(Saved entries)
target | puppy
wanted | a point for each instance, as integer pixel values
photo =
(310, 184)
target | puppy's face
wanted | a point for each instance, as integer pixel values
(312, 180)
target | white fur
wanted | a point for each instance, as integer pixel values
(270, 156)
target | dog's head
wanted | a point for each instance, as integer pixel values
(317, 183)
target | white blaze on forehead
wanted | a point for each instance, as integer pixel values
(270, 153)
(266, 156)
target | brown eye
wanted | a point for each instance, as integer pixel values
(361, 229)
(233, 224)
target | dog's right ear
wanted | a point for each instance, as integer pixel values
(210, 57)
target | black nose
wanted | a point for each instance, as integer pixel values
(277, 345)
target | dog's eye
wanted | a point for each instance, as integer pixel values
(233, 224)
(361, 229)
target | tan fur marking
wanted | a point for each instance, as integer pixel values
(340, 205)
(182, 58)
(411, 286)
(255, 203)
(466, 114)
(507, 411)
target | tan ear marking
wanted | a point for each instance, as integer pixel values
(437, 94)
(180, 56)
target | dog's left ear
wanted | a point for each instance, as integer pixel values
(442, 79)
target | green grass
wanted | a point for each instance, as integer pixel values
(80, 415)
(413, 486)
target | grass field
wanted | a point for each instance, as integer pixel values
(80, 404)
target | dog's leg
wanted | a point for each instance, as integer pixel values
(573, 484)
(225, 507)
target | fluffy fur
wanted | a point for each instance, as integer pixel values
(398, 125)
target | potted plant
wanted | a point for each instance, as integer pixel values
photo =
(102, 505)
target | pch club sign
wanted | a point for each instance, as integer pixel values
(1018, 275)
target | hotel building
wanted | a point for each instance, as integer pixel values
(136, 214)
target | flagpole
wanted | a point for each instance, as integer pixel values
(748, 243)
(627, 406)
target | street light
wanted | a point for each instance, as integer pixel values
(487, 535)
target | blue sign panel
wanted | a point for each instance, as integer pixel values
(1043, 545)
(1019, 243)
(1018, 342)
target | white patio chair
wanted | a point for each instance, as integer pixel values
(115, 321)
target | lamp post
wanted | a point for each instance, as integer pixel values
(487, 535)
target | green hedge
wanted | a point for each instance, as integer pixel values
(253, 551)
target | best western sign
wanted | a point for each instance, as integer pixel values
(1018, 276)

---

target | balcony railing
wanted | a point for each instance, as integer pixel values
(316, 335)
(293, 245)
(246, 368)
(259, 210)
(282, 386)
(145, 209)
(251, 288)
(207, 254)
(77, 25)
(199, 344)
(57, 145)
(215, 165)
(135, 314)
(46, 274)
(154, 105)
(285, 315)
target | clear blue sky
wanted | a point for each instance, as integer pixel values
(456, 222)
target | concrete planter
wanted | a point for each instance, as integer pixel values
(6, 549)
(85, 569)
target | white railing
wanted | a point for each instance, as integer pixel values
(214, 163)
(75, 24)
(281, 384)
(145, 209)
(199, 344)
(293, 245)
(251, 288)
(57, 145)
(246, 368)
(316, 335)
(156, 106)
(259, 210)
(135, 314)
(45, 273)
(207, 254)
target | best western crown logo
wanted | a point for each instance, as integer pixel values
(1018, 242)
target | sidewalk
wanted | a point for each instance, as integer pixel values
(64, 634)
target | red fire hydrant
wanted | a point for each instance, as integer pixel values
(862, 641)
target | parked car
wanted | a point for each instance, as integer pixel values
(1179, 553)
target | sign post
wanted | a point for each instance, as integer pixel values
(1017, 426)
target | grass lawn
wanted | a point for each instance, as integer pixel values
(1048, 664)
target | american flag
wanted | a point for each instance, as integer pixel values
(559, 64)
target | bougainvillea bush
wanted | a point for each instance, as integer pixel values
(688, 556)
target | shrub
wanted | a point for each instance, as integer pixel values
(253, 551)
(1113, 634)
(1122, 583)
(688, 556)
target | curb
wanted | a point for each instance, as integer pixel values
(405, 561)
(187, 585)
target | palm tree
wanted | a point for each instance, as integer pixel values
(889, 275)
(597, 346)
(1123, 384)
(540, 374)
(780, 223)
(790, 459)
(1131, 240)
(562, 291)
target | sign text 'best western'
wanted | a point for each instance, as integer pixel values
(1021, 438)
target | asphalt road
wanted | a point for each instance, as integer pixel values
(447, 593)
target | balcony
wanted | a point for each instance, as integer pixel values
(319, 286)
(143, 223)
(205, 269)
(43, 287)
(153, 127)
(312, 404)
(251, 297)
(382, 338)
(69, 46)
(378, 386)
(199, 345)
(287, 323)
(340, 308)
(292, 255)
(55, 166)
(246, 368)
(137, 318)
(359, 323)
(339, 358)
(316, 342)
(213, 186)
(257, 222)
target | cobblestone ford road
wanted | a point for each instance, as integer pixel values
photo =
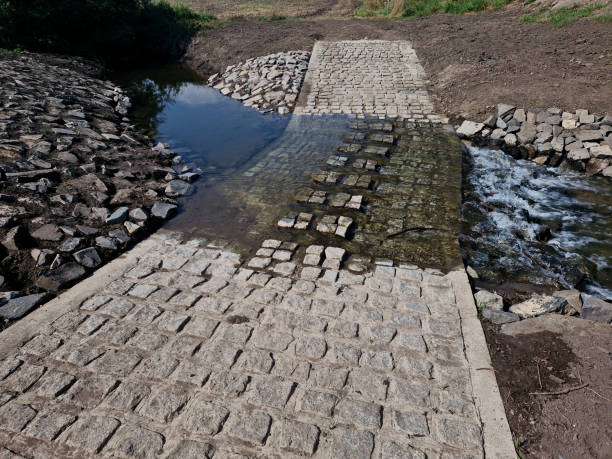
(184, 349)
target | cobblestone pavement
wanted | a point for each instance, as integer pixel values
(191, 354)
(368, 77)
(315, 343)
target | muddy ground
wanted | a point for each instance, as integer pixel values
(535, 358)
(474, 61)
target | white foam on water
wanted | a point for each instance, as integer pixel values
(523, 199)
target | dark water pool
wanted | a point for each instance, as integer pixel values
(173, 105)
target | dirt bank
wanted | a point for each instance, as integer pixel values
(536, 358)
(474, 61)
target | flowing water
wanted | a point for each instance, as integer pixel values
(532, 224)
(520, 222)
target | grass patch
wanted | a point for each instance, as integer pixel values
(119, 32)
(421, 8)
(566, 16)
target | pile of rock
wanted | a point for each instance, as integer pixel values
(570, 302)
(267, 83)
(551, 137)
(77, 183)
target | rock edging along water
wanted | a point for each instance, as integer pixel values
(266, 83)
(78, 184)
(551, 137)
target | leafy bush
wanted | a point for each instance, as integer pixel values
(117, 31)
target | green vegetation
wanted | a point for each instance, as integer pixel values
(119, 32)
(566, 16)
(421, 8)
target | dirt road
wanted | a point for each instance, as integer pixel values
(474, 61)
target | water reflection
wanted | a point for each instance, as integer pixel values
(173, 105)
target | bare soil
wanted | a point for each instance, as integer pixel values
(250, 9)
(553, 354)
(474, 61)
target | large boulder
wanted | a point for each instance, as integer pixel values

_Work required_:
Only the number is needed: please work out how many lines in the data contain the string "sign".

_Answer below_:
5